Text passage —
⟨
You're not discounting work you already do. You're selling value the client could never buy before.

That is the conversation that protects your retainer. The line isn't "we got faster." It's "we now do things for you that no firm our size could do a year ago."

One of those answers invites a discount. The other justifies a raise.

AI is a tool, not a strategy

A lot of firms have an AI tool. Almost none have a vision.

A tool is "we bought Copilot." A vision is naming the part of your client work that was impossible to deliver, then showing exactly how you deliver it now.

The difference shows up in your pitches.

You can see it in competitive pitches. The AI audit is now a live criterion. Clients have moved from "do you use AI?" to "show me the specific workflows and the people who run them."

The agencies losing those pitches walk in with a tool. The ones winning walk in with work the client didn't know they could get.

The same pressure is hitting law firms through RFPs and outside counsel guidelines. Clients no longer ask whether you use AI. They ask what new thing your use of it produces for them.

If your answer to that is "we're faster," you're back in the trap.

How to do this without boiling the ocean

Now the practical part.

You don't choose between the two kinds of productivity. You sequence them.

First, fix the boring, frequent stuff:

 

  • Meeting prep and call summaries.
  • First-pass document review.
  • Research briefs and inbox triage.
⟩
What you need to do —
1 > Reproduce the passage on AI and client value from "AI is a tool, not" up to and including "deliver it now.".
2 > In the passage on AI and client value, what comes first when sequencing the two kinds of productivity?
The items after this point come from a separate source.

Supplied material —
⟨
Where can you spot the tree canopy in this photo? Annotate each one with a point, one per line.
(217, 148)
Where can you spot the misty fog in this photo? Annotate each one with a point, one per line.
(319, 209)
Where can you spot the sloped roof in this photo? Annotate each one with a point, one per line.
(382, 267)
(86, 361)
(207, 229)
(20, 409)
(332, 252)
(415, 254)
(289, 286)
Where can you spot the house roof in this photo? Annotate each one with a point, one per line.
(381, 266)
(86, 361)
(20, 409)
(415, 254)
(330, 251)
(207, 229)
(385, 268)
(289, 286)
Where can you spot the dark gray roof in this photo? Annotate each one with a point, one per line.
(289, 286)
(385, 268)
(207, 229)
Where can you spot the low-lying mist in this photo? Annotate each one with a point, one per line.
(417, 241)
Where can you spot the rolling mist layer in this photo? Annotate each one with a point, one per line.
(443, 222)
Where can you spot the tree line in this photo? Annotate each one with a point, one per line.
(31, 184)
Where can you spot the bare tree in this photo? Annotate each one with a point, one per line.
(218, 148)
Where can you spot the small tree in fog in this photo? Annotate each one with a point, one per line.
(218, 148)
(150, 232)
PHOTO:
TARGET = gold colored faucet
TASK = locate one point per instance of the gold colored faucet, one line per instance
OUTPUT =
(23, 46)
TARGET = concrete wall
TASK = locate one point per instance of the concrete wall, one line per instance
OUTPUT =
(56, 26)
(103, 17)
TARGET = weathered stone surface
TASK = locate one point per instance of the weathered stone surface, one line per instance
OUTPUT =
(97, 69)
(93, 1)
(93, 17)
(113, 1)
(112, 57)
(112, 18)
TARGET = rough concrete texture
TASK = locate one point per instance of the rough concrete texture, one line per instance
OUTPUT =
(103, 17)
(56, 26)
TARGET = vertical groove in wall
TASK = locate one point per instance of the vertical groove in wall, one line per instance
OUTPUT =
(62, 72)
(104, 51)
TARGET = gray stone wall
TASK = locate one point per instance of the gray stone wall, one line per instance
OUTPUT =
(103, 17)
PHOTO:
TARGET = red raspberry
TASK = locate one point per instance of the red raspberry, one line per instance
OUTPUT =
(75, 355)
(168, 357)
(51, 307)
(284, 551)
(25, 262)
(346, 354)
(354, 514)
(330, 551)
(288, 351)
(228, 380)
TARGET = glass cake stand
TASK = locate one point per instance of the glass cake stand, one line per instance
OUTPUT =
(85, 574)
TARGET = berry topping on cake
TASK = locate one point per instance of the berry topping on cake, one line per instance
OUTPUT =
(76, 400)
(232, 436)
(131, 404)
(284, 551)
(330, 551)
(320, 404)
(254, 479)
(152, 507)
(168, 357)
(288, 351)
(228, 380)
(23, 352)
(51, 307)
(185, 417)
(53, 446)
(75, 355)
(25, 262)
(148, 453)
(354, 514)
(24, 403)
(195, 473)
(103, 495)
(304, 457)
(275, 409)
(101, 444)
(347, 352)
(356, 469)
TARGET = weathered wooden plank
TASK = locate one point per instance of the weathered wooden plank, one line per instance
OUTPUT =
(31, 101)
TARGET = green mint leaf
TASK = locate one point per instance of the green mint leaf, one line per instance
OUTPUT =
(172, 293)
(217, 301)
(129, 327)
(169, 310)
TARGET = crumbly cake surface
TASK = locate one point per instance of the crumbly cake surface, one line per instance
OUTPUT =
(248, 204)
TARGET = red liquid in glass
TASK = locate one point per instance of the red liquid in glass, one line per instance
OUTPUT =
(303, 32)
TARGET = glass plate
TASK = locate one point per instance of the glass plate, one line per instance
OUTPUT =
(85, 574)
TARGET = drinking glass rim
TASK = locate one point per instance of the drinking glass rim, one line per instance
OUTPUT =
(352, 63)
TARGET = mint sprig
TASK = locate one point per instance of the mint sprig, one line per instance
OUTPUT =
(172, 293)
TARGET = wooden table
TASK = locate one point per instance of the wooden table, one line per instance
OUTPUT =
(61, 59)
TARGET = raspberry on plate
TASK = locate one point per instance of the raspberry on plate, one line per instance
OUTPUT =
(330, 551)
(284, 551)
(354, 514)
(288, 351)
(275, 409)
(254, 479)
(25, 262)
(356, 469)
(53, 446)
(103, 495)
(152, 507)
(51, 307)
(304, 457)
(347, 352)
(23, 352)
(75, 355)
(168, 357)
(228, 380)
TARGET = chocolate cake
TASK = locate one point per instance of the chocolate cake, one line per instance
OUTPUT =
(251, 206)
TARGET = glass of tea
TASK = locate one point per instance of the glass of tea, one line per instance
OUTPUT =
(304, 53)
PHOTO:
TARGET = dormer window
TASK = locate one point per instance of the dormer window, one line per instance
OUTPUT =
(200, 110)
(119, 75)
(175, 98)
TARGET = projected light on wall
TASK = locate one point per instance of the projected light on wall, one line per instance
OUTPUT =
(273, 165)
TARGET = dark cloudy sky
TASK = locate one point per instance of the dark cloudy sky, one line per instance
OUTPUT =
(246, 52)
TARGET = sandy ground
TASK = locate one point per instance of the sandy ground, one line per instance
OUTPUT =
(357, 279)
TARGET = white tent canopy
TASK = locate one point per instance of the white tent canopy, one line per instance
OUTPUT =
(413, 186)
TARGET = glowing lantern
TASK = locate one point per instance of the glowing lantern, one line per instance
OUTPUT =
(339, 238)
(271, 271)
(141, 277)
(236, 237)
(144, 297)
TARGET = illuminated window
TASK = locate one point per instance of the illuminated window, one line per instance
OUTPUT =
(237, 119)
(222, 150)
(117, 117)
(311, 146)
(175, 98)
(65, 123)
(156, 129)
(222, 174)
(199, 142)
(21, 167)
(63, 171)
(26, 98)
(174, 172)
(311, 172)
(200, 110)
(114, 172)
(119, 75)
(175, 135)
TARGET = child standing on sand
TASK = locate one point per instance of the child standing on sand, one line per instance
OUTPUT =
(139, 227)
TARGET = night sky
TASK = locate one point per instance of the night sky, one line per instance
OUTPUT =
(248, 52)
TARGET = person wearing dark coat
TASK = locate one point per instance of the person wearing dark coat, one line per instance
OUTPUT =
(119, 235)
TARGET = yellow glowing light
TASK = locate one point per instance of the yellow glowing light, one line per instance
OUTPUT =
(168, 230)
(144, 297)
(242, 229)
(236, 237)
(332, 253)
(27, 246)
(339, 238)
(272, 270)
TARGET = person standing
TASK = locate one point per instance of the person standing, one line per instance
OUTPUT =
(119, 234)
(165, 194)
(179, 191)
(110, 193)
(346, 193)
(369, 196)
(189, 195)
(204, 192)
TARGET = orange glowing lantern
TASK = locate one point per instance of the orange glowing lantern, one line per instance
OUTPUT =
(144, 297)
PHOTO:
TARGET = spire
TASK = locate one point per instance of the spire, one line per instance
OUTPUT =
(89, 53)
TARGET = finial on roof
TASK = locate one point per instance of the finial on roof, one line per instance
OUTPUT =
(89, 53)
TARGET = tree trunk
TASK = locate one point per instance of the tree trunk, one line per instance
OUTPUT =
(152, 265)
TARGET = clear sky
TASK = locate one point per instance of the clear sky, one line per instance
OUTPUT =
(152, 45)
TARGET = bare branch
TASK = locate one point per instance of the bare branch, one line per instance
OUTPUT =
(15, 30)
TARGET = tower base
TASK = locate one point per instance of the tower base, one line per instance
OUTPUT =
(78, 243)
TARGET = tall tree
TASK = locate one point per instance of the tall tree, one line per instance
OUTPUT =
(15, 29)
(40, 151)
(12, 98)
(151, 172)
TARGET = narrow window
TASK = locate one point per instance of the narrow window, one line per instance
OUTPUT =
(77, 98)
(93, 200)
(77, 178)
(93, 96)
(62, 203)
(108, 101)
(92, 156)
⟩
Solutions —
1 >
AI is a tool, not a strategy

A lot of firms have an AI tool. Almost none have a vision.

A tool is "we bought Copilot." A vision is naming the part of your client work that was impossible to deliver, then showing exactly how you deliver it now.

2 > Fixing the boring, frequent stuff.